• Consigne:
Indiquez combien de lignes des enregistrements ci-dessous contiennent la chaîne « Target ». Donnez seulement ce nombre.

• Enregistrements sources:
++++

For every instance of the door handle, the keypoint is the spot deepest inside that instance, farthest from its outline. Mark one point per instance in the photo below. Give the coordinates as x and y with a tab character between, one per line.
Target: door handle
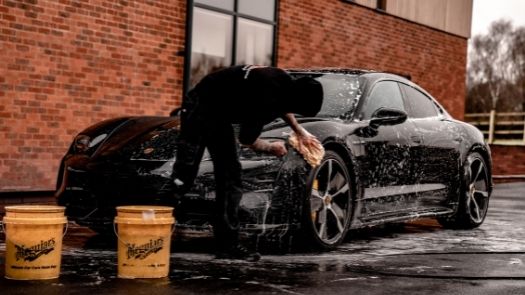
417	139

++++

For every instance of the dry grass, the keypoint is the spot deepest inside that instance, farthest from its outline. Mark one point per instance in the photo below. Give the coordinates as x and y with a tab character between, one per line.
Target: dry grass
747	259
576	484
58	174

++++

• Réponse:
2